Detection annotation records
....

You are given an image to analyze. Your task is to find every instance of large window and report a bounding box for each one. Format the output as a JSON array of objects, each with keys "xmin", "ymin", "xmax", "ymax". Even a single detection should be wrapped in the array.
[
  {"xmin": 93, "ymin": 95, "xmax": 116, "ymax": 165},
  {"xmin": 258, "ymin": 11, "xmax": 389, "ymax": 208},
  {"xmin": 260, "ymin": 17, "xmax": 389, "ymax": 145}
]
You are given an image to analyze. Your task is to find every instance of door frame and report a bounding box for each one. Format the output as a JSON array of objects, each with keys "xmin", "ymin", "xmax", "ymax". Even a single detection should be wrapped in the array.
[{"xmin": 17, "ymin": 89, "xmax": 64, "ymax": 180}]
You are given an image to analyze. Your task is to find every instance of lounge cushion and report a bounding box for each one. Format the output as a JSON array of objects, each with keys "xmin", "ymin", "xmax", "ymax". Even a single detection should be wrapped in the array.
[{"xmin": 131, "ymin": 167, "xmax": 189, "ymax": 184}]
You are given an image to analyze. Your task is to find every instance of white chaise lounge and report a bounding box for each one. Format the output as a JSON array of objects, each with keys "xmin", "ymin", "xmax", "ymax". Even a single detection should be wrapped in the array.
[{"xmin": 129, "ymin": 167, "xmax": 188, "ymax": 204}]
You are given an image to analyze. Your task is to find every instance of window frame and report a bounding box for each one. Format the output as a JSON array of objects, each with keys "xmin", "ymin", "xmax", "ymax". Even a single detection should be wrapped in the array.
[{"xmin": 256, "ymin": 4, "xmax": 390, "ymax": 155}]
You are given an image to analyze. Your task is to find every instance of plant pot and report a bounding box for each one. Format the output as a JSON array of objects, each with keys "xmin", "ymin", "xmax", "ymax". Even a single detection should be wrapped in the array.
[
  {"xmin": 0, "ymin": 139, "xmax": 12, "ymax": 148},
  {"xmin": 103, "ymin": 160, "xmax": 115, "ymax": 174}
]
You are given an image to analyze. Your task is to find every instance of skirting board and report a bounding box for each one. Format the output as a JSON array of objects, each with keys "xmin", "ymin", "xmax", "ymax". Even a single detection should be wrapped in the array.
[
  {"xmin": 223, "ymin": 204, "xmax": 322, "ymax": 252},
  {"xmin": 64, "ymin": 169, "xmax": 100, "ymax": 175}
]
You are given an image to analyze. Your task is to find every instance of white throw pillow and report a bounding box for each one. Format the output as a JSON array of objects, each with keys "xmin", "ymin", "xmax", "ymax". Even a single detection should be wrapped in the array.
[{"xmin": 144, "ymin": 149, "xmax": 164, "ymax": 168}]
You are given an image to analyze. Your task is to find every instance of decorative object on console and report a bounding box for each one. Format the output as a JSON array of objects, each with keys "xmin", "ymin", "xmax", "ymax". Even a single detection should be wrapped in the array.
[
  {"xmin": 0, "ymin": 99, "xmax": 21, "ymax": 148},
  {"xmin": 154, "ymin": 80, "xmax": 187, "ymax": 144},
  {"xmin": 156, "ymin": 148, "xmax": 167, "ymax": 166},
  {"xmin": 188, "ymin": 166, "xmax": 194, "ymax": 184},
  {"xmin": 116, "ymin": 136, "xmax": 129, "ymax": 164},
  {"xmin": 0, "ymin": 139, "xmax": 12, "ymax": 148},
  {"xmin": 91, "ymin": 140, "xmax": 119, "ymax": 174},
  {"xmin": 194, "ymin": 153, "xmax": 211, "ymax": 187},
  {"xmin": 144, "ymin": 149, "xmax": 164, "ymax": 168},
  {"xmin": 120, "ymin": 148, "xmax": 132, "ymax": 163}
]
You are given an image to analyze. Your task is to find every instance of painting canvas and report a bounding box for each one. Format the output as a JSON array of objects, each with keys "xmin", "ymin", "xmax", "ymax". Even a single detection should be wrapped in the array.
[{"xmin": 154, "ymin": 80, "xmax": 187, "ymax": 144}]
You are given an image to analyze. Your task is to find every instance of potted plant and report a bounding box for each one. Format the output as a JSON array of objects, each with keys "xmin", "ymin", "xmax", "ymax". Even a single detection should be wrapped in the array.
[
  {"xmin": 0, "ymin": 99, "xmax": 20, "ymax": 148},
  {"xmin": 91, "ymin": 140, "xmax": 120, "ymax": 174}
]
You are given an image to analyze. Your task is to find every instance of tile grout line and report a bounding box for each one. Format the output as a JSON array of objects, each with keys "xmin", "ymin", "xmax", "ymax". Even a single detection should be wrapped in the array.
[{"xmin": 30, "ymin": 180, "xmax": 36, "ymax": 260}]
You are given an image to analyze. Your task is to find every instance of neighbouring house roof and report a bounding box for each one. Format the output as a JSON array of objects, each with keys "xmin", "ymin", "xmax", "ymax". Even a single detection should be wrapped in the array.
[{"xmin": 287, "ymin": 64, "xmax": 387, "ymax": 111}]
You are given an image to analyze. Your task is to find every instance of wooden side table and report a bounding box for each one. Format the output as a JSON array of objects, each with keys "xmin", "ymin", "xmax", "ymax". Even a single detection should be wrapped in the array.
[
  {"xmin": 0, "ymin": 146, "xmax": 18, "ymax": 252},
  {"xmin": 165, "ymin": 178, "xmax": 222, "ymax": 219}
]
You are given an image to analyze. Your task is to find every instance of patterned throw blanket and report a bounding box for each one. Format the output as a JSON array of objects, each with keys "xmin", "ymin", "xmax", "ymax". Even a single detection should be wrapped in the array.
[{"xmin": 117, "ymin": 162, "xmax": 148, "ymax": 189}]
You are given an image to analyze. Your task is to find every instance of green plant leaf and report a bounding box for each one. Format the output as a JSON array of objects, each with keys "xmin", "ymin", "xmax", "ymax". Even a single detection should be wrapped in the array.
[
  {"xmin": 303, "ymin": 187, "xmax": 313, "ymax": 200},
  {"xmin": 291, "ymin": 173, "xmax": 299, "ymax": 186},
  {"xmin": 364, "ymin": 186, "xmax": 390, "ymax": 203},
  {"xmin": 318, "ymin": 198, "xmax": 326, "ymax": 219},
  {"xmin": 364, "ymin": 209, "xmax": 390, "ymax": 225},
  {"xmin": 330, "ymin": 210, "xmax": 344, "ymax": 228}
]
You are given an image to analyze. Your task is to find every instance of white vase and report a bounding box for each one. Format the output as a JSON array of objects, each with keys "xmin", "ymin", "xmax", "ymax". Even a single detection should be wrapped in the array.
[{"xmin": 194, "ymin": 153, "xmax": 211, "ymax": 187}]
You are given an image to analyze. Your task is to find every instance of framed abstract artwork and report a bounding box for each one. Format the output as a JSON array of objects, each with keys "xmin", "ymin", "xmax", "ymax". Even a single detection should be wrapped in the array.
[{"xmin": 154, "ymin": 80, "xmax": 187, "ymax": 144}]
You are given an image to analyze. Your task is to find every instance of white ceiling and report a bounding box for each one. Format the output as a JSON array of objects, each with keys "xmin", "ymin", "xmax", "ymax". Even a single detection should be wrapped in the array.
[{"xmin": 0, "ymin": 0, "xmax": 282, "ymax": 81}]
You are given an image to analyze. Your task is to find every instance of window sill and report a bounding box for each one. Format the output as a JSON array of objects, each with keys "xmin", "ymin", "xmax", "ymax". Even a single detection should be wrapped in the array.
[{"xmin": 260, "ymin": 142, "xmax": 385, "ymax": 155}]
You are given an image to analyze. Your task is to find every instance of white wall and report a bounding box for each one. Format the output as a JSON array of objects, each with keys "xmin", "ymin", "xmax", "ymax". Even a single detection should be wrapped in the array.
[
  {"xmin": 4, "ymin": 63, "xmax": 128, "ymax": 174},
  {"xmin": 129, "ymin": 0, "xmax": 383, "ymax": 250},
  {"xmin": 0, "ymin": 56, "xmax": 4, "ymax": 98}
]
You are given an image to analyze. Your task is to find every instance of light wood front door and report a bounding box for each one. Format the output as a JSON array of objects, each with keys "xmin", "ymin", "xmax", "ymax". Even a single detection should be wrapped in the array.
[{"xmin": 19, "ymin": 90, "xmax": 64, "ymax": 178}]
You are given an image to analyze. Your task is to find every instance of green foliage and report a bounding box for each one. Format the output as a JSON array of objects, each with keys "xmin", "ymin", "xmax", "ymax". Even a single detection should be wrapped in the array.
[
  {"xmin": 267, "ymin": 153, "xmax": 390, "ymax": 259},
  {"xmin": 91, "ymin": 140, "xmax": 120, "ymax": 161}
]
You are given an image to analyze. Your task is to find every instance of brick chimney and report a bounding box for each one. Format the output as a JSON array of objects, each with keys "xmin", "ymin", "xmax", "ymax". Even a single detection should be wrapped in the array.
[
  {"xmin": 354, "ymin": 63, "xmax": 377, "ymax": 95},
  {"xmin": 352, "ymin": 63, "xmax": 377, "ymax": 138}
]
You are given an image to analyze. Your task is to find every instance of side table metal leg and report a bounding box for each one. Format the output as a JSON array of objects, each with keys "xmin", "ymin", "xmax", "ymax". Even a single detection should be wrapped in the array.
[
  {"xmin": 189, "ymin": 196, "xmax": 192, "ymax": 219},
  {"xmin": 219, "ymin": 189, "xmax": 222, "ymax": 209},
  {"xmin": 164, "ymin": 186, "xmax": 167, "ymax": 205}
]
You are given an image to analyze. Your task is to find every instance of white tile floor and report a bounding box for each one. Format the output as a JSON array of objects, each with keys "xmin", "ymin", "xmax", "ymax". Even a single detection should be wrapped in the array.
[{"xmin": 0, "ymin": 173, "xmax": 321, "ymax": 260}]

....

* [Task]
Repeat, without change, each line of the data above from the one that contains "instance of brick" through the final line, counting both.

* [Answer in full]
You are given an image to analyze. Your task is to find every instance of brick chimney and report a bounding box for each one. Format the output as a JSON array of objects, each with keys "xmin", "ymin", "xmax", "ymax". Even a single detection should be wrapped in the array.
[
  {"xmin": 354, "ymin": 63, "xmax": 377, "ymax": 95},
  {"xmin": 352, "ymin": 63, "xmax": 377, "ymax": 138}
]
You are given an image to analyze. Your task is to find every instance of side table metal leg and report a bounding box for each one. Format the output as a JSON array of objects, each with keys "xmin", "ymin", "xmax", "ymax". Even a single detection should be wrapped in the array.
[
  {"xmin": 189, "ymin": 196, "xmax": 192, "ymax": 219},
  {"xmin": 219, "ymin": 189, "xmax": 222, "ymax": 209},
  {"xmin": 164, "ymin": 186, "xmax": 167, "ymax": 205}
]
You are given an image to analyze. Your task is to find every instance of white tile floor and report a bounding box for each one. Format the output as a JSON array of objects, each with keys "xmin", "ymin", "xmax", "ymax". Even a single detection should be wrapped in the array.
[{"xmin": 0, "ymin": 173, "xmax": 321, "ymax": 260}]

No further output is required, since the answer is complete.